* START LISTING *

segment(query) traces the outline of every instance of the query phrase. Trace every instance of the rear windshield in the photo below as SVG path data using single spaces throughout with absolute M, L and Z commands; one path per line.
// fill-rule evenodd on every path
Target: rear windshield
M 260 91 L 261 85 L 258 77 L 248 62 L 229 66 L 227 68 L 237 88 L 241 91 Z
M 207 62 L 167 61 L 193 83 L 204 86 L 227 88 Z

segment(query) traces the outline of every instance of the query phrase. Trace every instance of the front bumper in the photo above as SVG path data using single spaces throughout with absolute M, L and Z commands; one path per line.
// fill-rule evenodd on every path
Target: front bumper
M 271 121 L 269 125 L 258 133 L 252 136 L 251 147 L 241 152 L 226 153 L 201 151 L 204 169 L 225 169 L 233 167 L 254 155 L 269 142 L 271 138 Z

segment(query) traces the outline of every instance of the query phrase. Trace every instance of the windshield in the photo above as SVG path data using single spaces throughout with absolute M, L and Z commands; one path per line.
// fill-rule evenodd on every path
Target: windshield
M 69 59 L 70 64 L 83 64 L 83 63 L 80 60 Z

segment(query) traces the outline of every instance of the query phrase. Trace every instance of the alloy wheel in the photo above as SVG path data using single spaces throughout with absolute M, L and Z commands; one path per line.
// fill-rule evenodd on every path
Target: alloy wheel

* END LISTING *

• _WHAT THE TASK ASKS_
Copy verbatim the lines from the one containing "of the windshield" through the one containing "M 69 59 L 70 64 L 83 64 L 83 63 L 80 60 Z", both included.

• _THE COMPLETED TASK_
segment(query) traces the outline of every instance of the query phrase. Trace every instance of the windshield in the photo above as SVG path data using single spaces throughout with absolute M, L and Z commands; one path per line.
// fill-rule evenodd on every path
Target: windshield
M 69 59 L 70 64 L 83 64 L 83 63 L 80 60 Z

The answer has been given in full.